---------- TASK DATA
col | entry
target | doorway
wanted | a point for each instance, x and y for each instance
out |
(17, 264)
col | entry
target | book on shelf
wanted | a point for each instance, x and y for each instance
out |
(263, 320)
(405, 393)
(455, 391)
--------------------
## INSTRUCTIONS FOR THE TASK
In this exercise, the data above is to be printed exactly.

## SOLUTION BELOW
col | entry
target | doorway
wanted | a point for each instance, x and y for each instance
out |
(17, 264)
col | entry
target | book on shelf
wanted | a point for each instance, x and y for each instance
out |
(263, 320)
(405, 393)
(455, 391)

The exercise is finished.